# WHAT IS NEEDED
Within the records below, how many lines hold the word "every"? Only the number should be returned.

:: RECORDS SUPPLIED

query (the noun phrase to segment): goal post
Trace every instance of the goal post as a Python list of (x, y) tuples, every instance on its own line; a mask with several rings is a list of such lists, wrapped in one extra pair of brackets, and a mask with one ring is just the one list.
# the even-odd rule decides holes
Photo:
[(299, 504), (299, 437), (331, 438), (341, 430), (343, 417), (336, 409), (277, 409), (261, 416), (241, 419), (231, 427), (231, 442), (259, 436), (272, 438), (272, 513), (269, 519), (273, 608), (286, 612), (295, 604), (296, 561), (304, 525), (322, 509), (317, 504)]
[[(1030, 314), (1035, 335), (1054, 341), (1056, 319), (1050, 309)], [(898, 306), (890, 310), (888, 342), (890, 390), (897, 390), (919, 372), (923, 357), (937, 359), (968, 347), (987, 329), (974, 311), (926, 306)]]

::::
:: RECORDS SUPPLIED

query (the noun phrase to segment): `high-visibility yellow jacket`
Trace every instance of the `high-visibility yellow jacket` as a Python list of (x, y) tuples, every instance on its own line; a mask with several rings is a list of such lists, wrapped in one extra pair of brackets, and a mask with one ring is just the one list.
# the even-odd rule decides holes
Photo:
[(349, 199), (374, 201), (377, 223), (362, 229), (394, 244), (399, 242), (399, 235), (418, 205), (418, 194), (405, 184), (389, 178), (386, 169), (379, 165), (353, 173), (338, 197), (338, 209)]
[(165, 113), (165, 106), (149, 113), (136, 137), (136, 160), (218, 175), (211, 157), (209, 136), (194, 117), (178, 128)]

::::

# REPLY TO THE EXERCISE
2